Animals and clinical examination

Arabian horses (N=110) were 22 stallion and 88 mares, to the correct age 2–25 years, and were sampled in the period between October 2022 and October 2023 from the northern province of Syria (Edlib and Aleppo provinces) (Fig. 1). A questionnaire to collect data was filled for each horse from the owner, containing the animal's basic data and results of clinical examination. Each horse was examined clinically for the presence of fever, oedema of the ventral abdomen, icterus, mucous membrane color, and hemoglobinuria (Abutarbush et al., 2012). Any other abnormal signs were recorded. After the clinical examination was completed and data were recorded for each horse, a blood sample was taken from each animal for hematological and immunological analysis.

Fig. 1. The map shows the country of Syria, the borders of neighboring countries, and the two regions of Idlib and Aleppo in northwestern Syria, colored green, which are the location of collecting samples.

----

## Check your understanding
a: In the Arabian horse sampling excerpt, how many of the horses were mares?
b: Carry on the Arabian horse sampling excerpt from the point where it stops.

----

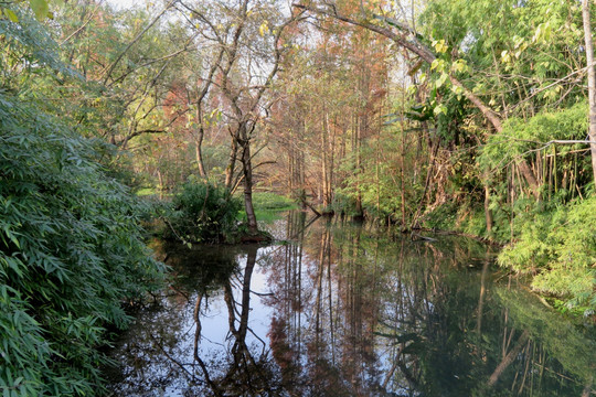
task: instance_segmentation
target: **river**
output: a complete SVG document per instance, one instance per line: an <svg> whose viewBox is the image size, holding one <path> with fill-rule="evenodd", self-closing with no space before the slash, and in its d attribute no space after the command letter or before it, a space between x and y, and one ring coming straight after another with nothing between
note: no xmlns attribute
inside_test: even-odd
<svg viewBox="0 0 596 397"><path fill-rule="evenodd" d="M595 396L594 326L455 236L288 213L267 247L157 242L169 289L106 371L114 396Z"/></svg>

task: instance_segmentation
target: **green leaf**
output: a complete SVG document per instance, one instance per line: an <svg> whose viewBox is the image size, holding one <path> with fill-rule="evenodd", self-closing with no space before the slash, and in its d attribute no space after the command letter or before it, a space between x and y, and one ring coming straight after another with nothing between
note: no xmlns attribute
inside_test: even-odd
<svg viewBox="0 0 596 397"><path fill-rule="evenodd" d="M50 8L47 7L46 0L29 0L29 6L31 6L31 9L35 13L35 18L38 20L41 21L47 17Z"/></svg>
<svg viewBox="0 0 596 397"><path fill-rule="evenodd" d="M17 14L14 13L14 11L12 11L12 10L10 10L10 9L4 9L4 15L7 15L7 18L8 18L11 22L19 23L19 17L17 17Z"/></svg>

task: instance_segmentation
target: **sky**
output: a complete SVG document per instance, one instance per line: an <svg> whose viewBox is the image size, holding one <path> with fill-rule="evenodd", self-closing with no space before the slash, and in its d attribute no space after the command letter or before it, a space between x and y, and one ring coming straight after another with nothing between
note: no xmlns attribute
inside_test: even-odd
<svg viewBox="0 0 596 397"><path fill-rule="evenodd" d="M134 4L145 4L145 0L107 0L117 10L123 10L132 7Z"/></svg>

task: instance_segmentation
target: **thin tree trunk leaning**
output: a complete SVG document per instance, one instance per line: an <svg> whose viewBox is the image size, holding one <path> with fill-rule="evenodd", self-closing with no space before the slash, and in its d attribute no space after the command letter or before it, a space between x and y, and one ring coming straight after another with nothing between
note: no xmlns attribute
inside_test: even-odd
<svg viewBox="0 0 596 397"><path fill-rule="evenodd" d="M584 20L584 39L586 42L586 62L588 73L589 149L592 152L594 183L596 183L596 71L594 69L594 43L592 40L592 25L589 21L589 0L582 0L582 17Z"/></svg>
<svg viewBox="0 0 596 397"><path fill-rule="evenodd" d="M587 0L584 0L584 1L587 1ZM432 64L437 58L433 50L430 50L419 40L421 39L419 34L413 31L409 26L401 23L400 21L393 20L391 18L373 15L373 18L385 22L387 25L395 28L397 32L393 31L392 29L371 23L364 18L355 20L351 17L340 14L338 13L338 10L336 7L331 7L329 9L321 9L318 7L310 6L310 4L299 4L299 3L294 3L292 7L301 9L301 10L308 10L319 15L331 17L339 21L343 21L343 22L347 22L356 26L368 29L379 34L382 34L385 37L391 39L397 45L418 55L421 60L423 60L424 62L428 64ZM503 130L502 119L494 110L492 110L490 107L485 105L482 99L480 99L476 94L473 94L469 88L467 88L455 75L449 74L449 81L451 82L454 86L462 89L464 96L470 103L472 103L472 105L478 110L480 110L482 116L487 119L487 121L490 122L490 125L494 128L497 132L501 132ZM594 148L593 150L596 150L596 148ZM530 171L530 173L524 174L524 178L526 178L528 184L532 189L534 195L536 195L535 176L533 175L532 169L530 168L530 165L528 165L525 160L521 160L521 163L522 164L525 163L526 165L525 169Z"/></svg>
<svg viewBox="0 0 596 397"><path fill-rule="evenodd" d="M515 345L511 348L511 351L503 357L501 363L497 366L492 375L490 375L490 378L488 380L489 386L494 386L497 380L499 380L499 377L501 374L507 369L511 363L515 360L518 354L520 354L521 350L523 348L523 345L528 342L530 339L530 333L528 331L523 331L523 333L520 335L520 339L515 343Z"/></svg>
<svg viewBox="0 0 596 397"><path fill-rule="evenodd" d="M203 127L200 127L199 133L196 136L196 142L195 142L194 149L195 149L195 155L196 155L196 165L199 167L199 175L201 178L206 178L205 165L203 163L203 152L202 152L203 138L204 138L204 130L203 130Z"/></svg>

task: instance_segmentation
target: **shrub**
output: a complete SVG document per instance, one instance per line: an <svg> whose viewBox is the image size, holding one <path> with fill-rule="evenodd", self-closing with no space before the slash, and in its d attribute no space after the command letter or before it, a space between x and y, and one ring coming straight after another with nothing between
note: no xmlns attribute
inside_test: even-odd
<svg viewBox="0 0 596 397"><path fill-rule="evenodd" d="M227 190L195 176L173 196L166 213L169 235L182 242L225 242L237 229L242 202Z"/></svg>
<svg viewBox="0 0 596 397"><path fill-rule="evenodd" d="M499 262L536 275L532 286L565 299L567 308L596 309L596 197L528 219Z"/></svg>
<svg viewBox="0 0 596 397"><path fill-rule="evenodd" d="M99 142L0 93L0 389L92 395L105 328L163 267L138 227L140 204L107 176Z"/></svg>

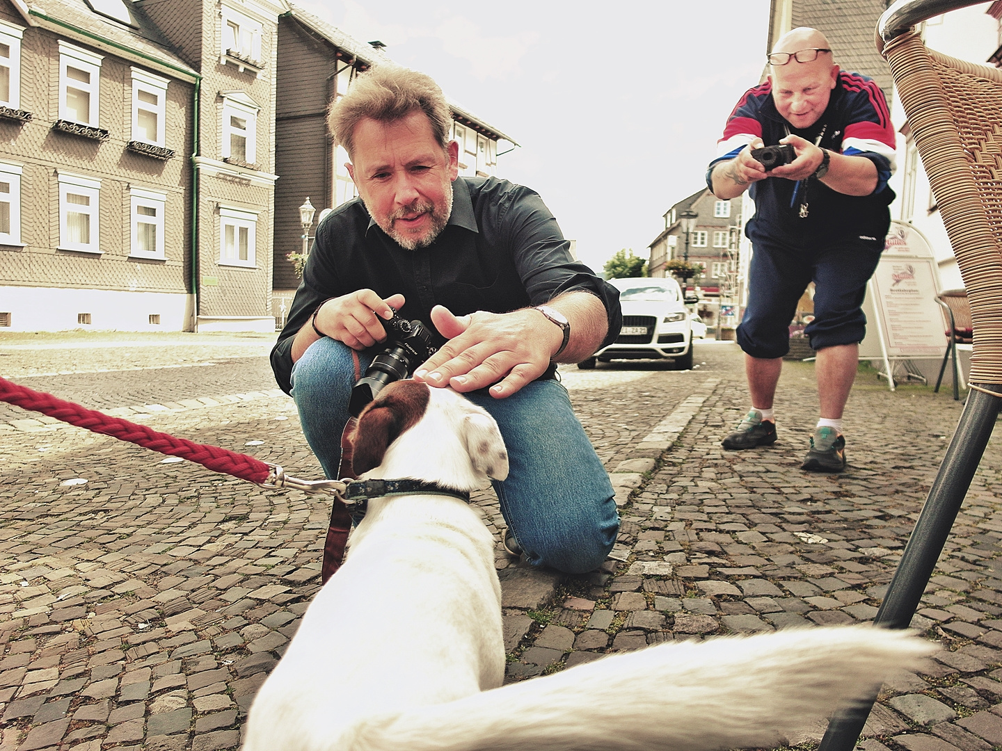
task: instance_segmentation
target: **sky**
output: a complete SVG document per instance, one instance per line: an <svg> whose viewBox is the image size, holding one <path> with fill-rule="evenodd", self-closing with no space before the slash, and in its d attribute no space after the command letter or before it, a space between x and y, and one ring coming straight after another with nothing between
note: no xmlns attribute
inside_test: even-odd
<svg viewBox="0 0 1002 751"><path fill-rule="evenodd" d="M514 138L497 174L536 190L595 270L647 256L704 185L738 97L759 83L769 0L297 0L431 75Z"/></svg>

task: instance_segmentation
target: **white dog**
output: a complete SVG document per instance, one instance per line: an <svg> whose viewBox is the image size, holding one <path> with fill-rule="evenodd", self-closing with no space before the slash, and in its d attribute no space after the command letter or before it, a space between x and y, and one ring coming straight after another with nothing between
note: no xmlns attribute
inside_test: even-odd
<svg viewBox="0 0 1002 751"><path fill-rule="evenodd" d="M367 409L354 448L366 479L474 490L508 474L485 411L410 381ZM883 629L786 630L663 644L500 688L493 551L456 498L371 501L345 565L262 686L244 751L770 746L934 649Z"/></svg>

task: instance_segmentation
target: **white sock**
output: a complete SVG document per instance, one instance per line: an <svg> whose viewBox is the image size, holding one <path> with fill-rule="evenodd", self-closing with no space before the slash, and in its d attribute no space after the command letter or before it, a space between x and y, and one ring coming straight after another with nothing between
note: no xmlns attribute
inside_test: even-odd
<svg viewBox="0 0 1002 751"><path fill-rule="evenodd" d="M826 426L829 428L834 428L836 433L840 435L842 434L841 418L839 420L829 420L828 418L822 418L821 420L818 421L818 426L817 426L818 428L825 428Z"/></svg>

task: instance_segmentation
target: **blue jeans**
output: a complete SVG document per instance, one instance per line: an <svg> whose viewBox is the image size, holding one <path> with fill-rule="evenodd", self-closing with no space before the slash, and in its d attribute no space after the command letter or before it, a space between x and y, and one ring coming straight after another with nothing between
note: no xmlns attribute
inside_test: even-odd
<svg viewBox="0 0 1002 751"><path fill-rule="evenodd" d="M362 369L376 354L362 352ZM293 367L293 399L303 433L329 478L341 463L341 434L355 384L352 350L315 341ZM508 399L486 391L466 395L497 422L508 449L509 473L494 482L501 514L529 563L568 574L598 568L619 530L612 485L567 390L535 381Z"/></svg>

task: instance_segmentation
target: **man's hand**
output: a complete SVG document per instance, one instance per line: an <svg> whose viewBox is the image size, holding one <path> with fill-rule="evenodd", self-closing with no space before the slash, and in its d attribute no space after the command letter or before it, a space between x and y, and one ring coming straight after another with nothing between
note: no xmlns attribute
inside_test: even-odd
<svg viewBox="0 0 1002 751"><path fill-rule="evenodd" d="M353 349L366 349L377 341L386 339L386 329L377 315L392 318L391 305L400 309L404 306L403 294L392 294L386 299L380 297L372 289L357 289L354 292L333 297L324 302L314 325L308 320L296 333L293 340L293 362L303 356L303 352L321 334L343 341ZM320 333L318 333L318 331Z"/></svg>
<svg viewBox="0 0 1002 751"><path fill-rule="evenodd" d="M560 328L532 308L456 316L436 305L432 322L449 341L418 367L415 381L457 392L494 384L490 395L495 399L510 397L542 376L563 341Z"/></svg>
<svg viewBox="0 0 1002 751"><path fill-rule="evenodd" d="M720 162L713 168L713 193L717 198L734 198L743 193L748 185L769 177L766 167L752 156L752 149L766 145L762 138L756 138L737 152L729 161Z"/></svg>
<svg viewBox="0 0 1002 751"><path fill-rule="evenodd" d="M769 172L770 177L785 177L788 180L806 180L818 171L825 158L824 151L806 138L788 135L780 143L789 143L797 152L797 158L790 164L781 164Z"/></svg>

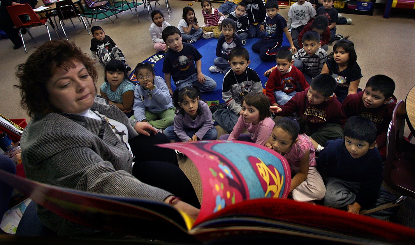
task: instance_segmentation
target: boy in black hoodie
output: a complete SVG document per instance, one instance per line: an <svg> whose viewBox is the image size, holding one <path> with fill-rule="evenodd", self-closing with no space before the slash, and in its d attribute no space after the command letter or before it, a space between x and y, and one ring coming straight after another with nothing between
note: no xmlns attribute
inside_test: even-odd
<svg viewBox="0 0 415 245"><path fill-rule="evenodd" d="M247 13L249 20L248 37L264 37L266 34L263 26L262 31L260 29L261 23L266 17L265 2L264 0L242 0L241 2L243 2L247 6Z"/></svg>

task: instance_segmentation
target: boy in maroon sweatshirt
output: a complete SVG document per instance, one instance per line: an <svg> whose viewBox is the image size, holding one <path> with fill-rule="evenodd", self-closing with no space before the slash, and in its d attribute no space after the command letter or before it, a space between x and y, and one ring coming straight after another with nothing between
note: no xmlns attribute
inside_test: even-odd
<svg viewBox="0 0 415 245"><path fill-rule="evenodd" d="M360 116L375 124L377 129L375 146L382 158L386 155L386 132L396 104L395 86L389 77L375 75L369 78L364 90L349 95L343 102L347 117Z"/></svg>
<svg viewBox="0 0 415 245"><path fill-rule="evenodd" d="M298 92L285 105L271 106L277 116L286 116L293 113L305 119L305 134L317 152L322 150L326 142L344 137L343 127L347 118L342 104L333 96L337 83L331 75L317 75L310 87Z"/></svg>
<svg viewBox="0 0 415 245"><path fill-rule="evenodd" d="M293 54L288 49L280 50L276 56L277 66L265 84L265 94L272 105L284 104L298 92L308 88L304 75L293 65Z"/></svg>

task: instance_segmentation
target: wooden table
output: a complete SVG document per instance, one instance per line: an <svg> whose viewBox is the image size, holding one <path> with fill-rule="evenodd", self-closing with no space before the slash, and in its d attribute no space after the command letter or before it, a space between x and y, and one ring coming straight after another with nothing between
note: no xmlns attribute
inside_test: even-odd
<svg viewBox="0 0 415 245"><path fill-rule="evenodd" d="M415 135L415 130L413 125L415 125L415 86L409 90L409 92L405 99L406 106L406 123L412 133Z"/></svg>

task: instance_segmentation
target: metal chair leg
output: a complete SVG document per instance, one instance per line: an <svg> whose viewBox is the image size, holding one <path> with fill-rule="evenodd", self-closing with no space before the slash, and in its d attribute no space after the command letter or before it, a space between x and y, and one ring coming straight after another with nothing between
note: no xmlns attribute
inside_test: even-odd
<svg viewBox="0 0 415 245"><path fill-rule="evenodd" d="M61 19L59 21L59 24L61 25L61 27L62 28L62 30L63 31L63 34L65 34L65 37L66 38L66 40L69 41L69 39L68 39L68 36L66 36L66 32L65 31L65 29L63 29L63 26L62 25L62 22L63 22L63 20Z"/></svg>
<svg viewBox="0 0 415 245"><path fill-rule="evenodd" d="M24 44L24 39L23 39L23 35L22 34L22 28L19 29L19 33L20 34L20 38L22 39L22 42L23 43L23 48L24 48L24 52L26 53L27 53L27 50L26 49L26 44ZM32 35L30 35L30 36L32 36ZM32 38L33 38L33 37L32 37Z"/></svg>

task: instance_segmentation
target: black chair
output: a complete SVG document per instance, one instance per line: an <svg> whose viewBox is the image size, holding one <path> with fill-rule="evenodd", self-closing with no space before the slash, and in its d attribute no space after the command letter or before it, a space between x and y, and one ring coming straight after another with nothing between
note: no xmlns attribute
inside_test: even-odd
<svg viewBox="0 0 415 245"><path fill-rule="evenodd" d="M96 10L97 12L95 13L95 21L97 21L97 17L98 16L98 11L99 10L103 14L104 14L107 17L107 18L108 18L111 22L114 23L114 22L112 21L111 18L110 18L110 17L105 13L106 12L111 11L112 14L115 14L115 13L112 12L112 10L107 7L107 4L108 2L108 0L104 0L104 1L101 1L100 2L93 2L91 0L84 0L84 1L85 2L85 6L86 7L86 8L92 10L92 16L91 17L91 23L89 24L90 27L92 26L92 21L94 19L94 13L95 13L95 10ZM86 15L85 17L86 17ZM87 20L88 20L88 19L87 19Z"/></svg>
<svg viewBox="0 0 415 245"><path fill-rule="evenodd" d="M65 32L65 29L63 29L63 26L62 24L63 21L66 19L70 20L71 22L72 23L72 25L75 28L75 26L73 24L73 22L72 22L72 19L73 18L78 17L78 19L82 21L82 23L83 24L83 26L85 27L85 29L88 31L88 33L90 35L91 34L91 33L89 32L89 30L88 29L88 27L85 23L85 21L84 20L83 17L81 16L81 13L78 9L76 8L76 7L75 7L72 0L63 0L60 2L56 2L56 9L58 12L58 16L59 17L59 23L61 25L62 30L63 31L63 34L65 34L65 36L66 37L67 40L68 40L68 36L66 36L66 33Z"/></svg>

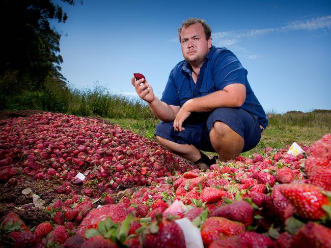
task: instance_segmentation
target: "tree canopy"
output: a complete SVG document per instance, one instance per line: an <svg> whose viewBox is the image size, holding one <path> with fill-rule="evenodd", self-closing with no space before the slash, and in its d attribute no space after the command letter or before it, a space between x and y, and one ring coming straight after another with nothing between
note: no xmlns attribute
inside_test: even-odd
<svg viewBox="0 0 331 248"><path fill-rule="evenodd" d="M62 0L70 5L74 0ZM3 92L37 90L47 77L63 80L59 52L61 35L51 20L65 22L68 16L51 0L2 0L0 81Z"/></svg>

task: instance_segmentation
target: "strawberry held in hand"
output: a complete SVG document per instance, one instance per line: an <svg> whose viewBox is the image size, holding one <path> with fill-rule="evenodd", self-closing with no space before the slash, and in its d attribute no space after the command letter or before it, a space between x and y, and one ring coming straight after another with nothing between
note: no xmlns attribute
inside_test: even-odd
<svg viewBox="0 0 331 248"><path fill-rule="evenodd" d="M133 73L133 76L134 76L136 80L139 80L142 78L144 78L145 80L146 79L145 77L145 76L144 76L141 73Z"/></svg>

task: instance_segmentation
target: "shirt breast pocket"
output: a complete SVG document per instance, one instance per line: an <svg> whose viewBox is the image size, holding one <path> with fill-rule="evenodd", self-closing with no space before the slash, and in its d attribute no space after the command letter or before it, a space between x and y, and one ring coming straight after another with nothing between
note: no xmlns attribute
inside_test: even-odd
<svg viewBox="0 0 331 248"><path fill-rule="evenodd" d="M214 81L211 81L201 86L199 90L199 95L200 97L203 97L215 91L215 84Z"/></svg>
<svg viewBox="0 0 331 248"><path fill-rule="evenodd" d="M186 101L192 98L192 92L190 91L184 90L178 92L180 106L182 106Z"/></svg>

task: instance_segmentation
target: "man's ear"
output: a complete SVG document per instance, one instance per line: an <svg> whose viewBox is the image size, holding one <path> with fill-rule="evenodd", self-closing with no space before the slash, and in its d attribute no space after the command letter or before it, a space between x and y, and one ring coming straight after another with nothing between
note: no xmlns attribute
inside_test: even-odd
<svg viewBox="0 0 331 248"><path fill-rule="evenodd" d="M208 48L210 49L211 47L211 37L209 37L209 39L207 40L207 42L208 43Z"/></svg>

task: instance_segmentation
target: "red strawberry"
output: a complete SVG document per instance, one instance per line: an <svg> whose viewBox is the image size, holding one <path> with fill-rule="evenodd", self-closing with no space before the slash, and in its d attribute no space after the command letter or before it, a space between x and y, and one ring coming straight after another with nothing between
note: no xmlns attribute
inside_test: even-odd
<svg viewBox="0 0 331 248"><path fill-rule="evenodd" d="M216 208L211 212L211 216L224 217L241 222L245 227L247 227L253 222L254 212L254 210L250 203L245 201L240 201Z"/></svg>
<svg viewBox="0 0 331 248"><path fill-rule="evenodd" d="M176 222L158 219L147 229L143 239L145 248L157 247L185 247L185 238L181 228Z"/></svg>
<svg viewBox="0 0 331 248"><path fill-rule="evenodd" d="M290 183L282 184L280 189L302 217L319 220L326 215L322 206L328 205L329 202L319 187L307 183Z"/></svg>
<svg viewBox="0 0 331 248"><path fill-rule="evenodd" d="M191 221L198 217L204 210L202 207L195 207L189 209L185 216Z"/></svg>
<svg viewBox="0 0 331 248"><path fill-rule="evenodd" d="M105 239L101 235L95 236L84 242L81 248L118 248L119 246L110 239Z"/></svg>
<svg viewBox="0 0 331 248"><path fill-rule="evenodd" d="M68 210L64 212L64 217L67 221L72 221L76 218L78 212L79 211L77 210Z"/></svg>
<svg viewBox="0 0 331 248"><path fill-rule="evenodd" d="M290 201L281 193L281 185L277 185L272 188L271 196L275 213L285 222L287 219L295 213L296 210Z"/></svg>
<svg viewBox="0 0 331 248"><path fill-rule="evenodd" d="M331 247L331 229L315 222L308 222L293 236L291 247Z"/></svg>
<svg viewBox="0 0 331 248"><path fill-rule="evenodd" d="M216 188L206 187L201 192L200 199L203 202L211 203L220 201L225 195L225 192L223 190Z"/></svg>
<svg viewBox="0 0 331 248"><path fill-rule="evenodd" d="M182 199L182 202L184 204L190 205L192 204L191 199L198 199L200 196L199 191L196 189L194 189L189 192L187 192L184 198Z"/></svg>
<svg viewBox="0 0 331 248"><path fill-rule="evenodd" d="M63 225L64 221L64 215L62 211L58 211L53 217L53 222L58 225Z"/></svg>
<svg viewBox="0 0 331 248"><path fill-rule="evenodd" d="M169 206L167 203L165 203L160 199L158 199L155 201L154 201L151 206L152 209L155 209L155 208L161 207L162 208L163 208L164 210L166 210Z"/></svg>
<svg viewBox="0 0 331 248"><path fill-rule="evenodd" d="M129 212L120 205L105 205L98 208L91 210L84 218L77 229L76 234L85 237L85 231L90 228L96 228L101 221L107 216L117 223L124 220Z"/></svg>
<svg viewBox="0 0 331 248"><path fill-rule="evenodd" d="M256 247L276 248L272 240L254 232L243 232L237 236L213 241L209 248Z"/></svg>
<svg viewBox="0 0 331 248"><path fill-rule="evenodd" d="M144 78L144 79L146 79L145 76L144 76L141 73L133 73L133 76L134 76L134 78L135 78L136 80L139 80L139 79L141 79L142 78Z"/></svg>
<svg viewBox="0 0 331 248"><path fill-rule="evenodd" d="M44 245L40 238L37 238L30 231L27 231L21 232L21 234L14 244L14 247L15 248L24 247L41 248L44 247Z"/></svg>
<svg viewBox="0 0 331 248"><path fill-rule="evenodd" d="M211 217L204 222L201 230L202 241L208 246L213 241L236 235L245 230L245 226L222 217Z"/></svg>
<svg viewBox="0 0 331 248"><path fill-rule="evenodd" d="M294 177L292 170L288 167L283 167L276 171L276 181L280 183L289 183Z"/></svg>
<svg viewBox="0 0 331 248"><path fill-rule="evenodd" d="M305 163L305 169L312 184L331 191L330 160L325 157L309 157Z"/></svg>
<svg viewBox="0 0 331 248"><path fill-rule="evenodd" d="M146 216L149 210L149 207L147 205L144 203L138 203L136 208L135 216L141 218L144 218Z"/></svg>
<svg viewBox="0 0 331 248"><path fill-rule="evenodd" d="M69 238L69 235L65 227L62 225L58 226L51 232L52 237L55 242L60 244L63 244Z"/></svg>
<svg viewBox="0 0 331 248"><path fill-rule="evenodd" d="M72 236L63 244L64 248L80 248L84 239L80 235Z"/></svg>
<svg viewBox="0 0 331 248"><path fill-rule="evenodd" d="M195 177L198 177L199 176L199 174L192 171L187 171L185 172L183 175L183 177L184 178L194 178Z"/></svg>
<svg viewBox="0 0 331 248"><path fill-rule="evenodd" d="M42 238L53 230L53 227L49 222L43 222L36 228L34 234L38 238Z"/></svg>
<svg viewBox="0 0 331 248"><path fill-rule="evenodd" d="M279 235L277 239L277 245L279 248L291 248L293 241L292 236L287 232L285 232Z"/></svg>
<svg viewBox="0 0 331 248"><path fill-rule="evenodd" d="M6 215L5 220L4 220L4 221L2 223L3 227L7 224L10 221L11 221L12 222L12 224L14 224L16 222L20 222L20 228L21 228L24 231L30 231L30 230L26 226L25 224L23 222L23 221L21 220L21 218L19 218L19 216L18 216L18 215L15 212L9 212L7 215Z"/></svg>

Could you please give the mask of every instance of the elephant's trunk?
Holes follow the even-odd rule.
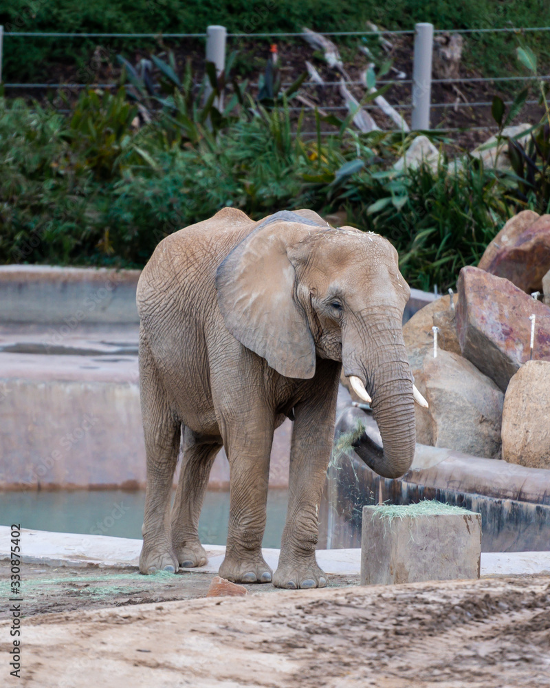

----

## Task responses
a: 88

b:
Blood collection and hematological analysis

Whole blood was collected into plain and EDETA.K3 tubes from the jugular vein for hematological parameters (Jiangsu kangjian medical apparatus Co, Ltd). The plain tubes were transferred to the research lab at college of Veterinary Medicine, Idlib University. The tubes were centrifuged at 3,000 rpm for 7 minutes for separating serum, which stored at −20°C until performing cELISA. The analyzed hematological parameters included total and differential leukocytes count lymphocyte white blood cell (WBC, Lym%, Mon%, Gran% and Eso%), erythrocyte counts red blood cell (RBC), hemoglobin concentration, packed cell volume (PCV), the mean corpuscular volume (MCV), mean corpuscular hemoglobin concentration (MCHC), and thrombocytes count, determined using an automated hematological analyzer (Spincell3® Hematology Analyzer, Girona, Spain).

cELISA test

Serum samples were evaluated for the detection of antibodies to T. equi and B. caballi using a commercial cELISA test kit, following the manufacturer’s instructions (Babesia caballi Antibody Test Kit, cELISA, catalogue number: 273–2, and T. equi Antibody Test Kit, cELISA, catalogue number: 274–2; VMRD, Inc., Pullman, USA). The optical density of the controls and samples were measured at 630 nm wavelength using an automatic microplate reader (ChroMate® 4300, Awareness Technology, Palm City, FL, USA) and the percentage of inhibition (%) was calculated from three positive controls in the same plate. Serum samples with ≥ 40% inhibition were considered as positive and samples otherwise negative, according to the manufacturer’s guidelines.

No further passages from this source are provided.